-- What the task requires --
Update the items from the start through the line containing "(294, 59), (333, 153)", changing "query string" to "search phrase" and leaving all else as it is. Reproduce only that span.

-- Input data --
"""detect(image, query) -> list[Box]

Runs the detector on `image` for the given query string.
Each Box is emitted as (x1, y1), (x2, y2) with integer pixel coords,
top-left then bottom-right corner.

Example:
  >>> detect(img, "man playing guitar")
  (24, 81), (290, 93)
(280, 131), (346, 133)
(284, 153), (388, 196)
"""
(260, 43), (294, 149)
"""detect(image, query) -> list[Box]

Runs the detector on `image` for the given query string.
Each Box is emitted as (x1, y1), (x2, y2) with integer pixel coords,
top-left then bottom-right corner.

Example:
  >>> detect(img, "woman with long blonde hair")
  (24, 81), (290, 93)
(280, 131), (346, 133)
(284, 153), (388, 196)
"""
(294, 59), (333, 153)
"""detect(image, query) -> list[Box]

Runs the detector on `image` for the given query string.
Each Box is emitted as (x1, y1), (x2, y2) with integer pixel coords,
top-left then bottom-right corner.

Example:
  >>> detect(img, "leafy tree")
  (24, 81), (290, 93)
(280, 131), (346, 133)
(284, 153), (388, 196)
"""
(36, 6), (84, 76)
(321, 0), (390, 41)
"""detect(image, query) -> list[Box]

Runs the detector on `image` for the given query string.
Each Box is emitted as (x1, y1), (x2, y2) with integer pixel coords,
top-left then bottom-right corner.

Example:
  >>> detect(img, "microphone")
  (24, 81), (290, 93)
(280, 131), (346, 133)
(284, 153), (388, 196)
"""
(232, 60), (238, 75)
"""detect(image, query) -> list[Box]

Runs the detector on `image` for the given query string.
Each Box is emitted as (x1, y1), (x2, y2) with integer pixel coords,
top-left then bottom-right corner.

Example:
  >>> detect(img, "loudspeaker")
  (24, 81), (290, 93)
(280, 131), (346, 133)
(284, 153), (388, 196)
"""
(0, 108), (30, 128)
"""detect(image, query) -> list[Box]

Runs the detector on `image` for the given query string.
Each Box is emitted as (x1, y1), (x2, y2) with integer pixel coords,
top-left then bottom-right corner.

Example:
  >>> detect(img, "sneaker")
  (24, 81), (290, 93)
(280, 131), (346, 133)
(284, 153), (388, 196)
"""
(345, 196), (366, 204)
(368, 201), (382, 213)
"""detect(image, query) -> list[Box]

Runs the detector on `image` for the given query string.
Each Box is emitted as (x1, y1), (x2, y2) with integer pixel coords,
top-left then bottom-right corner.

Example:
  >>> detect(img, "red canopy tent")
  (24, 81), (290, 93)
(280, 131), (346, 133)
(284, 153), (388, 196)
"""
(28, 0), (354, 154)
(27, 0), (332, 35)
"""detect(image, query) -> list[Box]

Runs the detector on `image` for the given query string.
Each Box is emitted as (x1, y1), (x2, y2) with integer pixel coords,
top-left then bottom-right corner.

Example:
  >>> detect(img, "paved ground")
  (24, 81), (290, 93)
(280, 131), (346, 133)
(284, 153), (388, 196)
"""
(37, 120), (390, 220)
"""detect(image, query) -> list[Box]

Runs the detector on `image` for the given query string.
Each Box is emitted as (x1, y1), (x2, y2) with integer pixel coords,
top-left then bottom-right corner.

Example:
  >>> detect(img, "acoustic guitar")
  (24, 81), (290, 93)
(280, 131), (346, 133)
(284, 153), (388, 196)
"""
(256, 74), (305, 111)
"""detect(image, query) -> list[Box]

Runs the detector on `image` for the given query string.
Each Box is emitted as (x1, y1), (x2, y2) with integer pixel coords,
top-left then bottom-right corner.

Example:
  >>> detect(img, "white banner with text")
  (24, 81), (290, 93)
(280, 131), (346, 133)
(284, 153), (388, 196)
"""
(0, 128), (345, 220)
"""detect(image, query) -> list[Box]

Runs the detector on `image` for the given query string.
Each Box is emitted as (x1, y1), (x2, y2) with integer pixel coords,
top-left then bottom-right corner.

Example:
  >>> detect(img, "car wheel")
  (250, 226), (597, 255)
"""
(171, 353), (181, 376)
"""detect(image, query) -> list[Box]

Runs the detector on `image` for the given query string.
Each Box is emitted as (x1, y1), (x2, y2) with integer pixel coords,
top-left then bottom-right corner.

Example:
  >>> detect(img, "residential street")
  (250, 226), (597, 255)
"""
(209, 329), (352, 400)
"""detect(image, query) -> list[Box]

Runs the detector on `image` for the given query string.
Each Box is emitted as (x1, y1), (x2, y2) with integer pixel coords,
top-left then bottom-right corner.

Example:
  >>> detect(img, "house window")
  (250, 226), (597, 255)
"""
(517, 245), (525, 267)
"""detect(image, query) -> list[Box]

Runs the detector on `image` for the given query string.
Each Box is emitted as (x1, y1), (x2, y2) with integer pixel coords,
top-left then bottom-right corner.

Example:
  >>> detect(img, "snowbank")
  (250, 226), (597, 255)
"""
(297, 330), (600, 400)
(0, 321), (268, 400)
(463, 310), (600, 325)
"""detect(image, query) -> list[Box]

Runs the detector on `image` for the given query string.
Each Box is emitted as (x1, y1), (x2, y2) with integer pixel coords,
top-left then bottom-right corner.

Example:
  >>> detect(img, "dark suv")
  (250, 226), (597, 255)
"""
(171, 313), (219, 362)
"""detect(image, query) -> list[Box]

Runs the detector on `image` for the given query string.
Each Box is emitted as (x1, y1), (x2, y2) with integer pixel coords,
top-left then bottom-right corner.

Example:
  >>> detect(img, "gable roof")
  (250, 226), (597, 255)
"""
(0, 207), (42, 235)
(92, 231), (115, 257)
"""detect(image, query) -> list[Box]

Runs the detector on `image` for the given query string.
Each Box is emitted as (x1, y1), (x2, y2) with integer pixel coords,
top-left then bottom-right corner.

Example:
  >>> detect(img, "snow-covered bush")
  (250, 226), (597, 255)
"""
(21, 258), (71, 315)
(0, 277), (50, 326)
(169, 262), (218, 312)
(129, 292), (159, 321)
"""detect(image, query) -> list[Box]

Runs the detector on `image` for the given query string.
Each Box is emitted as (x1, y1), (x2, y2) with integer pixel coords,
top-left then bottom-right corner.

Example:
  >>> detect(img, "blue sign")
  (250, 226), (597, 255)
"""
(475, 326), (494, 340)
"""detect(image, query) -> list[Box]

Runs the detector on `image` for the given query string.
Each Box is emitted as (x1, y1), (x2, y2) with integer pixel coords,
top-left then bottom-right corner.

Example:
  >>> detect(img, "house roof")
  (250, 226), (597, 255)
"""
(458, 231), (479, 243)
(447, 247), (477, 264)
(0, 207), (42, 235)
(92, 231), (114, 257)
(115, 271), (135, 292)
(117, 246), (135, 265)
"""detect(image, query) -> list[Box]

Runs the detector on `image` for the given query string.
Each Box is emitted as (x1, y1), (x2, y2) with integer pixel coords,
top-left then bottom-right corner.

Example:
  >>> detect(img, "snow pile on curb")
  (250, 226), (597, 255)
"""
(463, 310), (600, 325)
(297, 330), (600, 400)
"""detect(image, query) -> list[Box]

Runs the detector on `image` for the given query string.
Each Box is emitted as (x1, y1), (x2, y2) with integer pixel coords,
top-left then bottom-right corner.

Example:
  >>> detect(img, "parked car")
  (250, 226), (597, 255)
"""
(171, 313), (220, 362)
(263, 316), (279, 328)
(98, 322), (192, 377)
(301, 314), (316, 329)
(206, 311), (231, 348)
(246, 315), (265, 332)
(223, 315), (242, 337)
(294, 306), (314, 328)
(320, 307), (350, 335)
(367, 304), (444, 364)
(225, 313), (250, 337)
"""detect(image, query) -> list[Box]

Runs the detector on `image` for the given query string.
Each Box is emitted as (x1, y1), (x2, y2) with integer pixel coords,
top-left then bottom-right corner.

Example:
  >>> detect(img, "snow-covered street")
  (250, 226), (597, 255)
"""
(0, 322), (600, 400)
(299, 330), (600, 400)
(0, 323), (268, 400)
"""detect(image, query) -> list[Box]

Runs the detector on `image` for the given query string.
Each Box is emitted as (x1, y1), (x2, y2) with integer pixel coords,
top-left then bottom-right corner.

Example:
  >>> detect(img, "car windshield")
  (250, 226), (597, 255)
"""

-- Exercise solution --
"""detect(image, query) -> list[Box]

Runs the detector on `image` for the given search phrase.
Each Box is emitted as (x1, y1), (x2, y2) with integer pixel coords,
top-left then bottom-right corner.

Example:
  >>> detect(img, "man playing guitar")
  (24, 81), (290, 93)
(280, 131), (346, 133)
(284, 153), (388, 196)
"""
(260, 43), (294, 149)
"""detect(image, query) -> list[Box]

Runs the detector on `image` for the given search phrase.
Each Box is emitted as (x1, y1), (x2, y2) with integer pixel coords,
top-left then bottom-right corner.

Example:
  >>> detect(img, "woman with long blonde hair")
  (24, 81), (290, 93)
(280, 131), (346, 133)
(284, 153), (388, 196)
"""
(294, 59), (333, 153)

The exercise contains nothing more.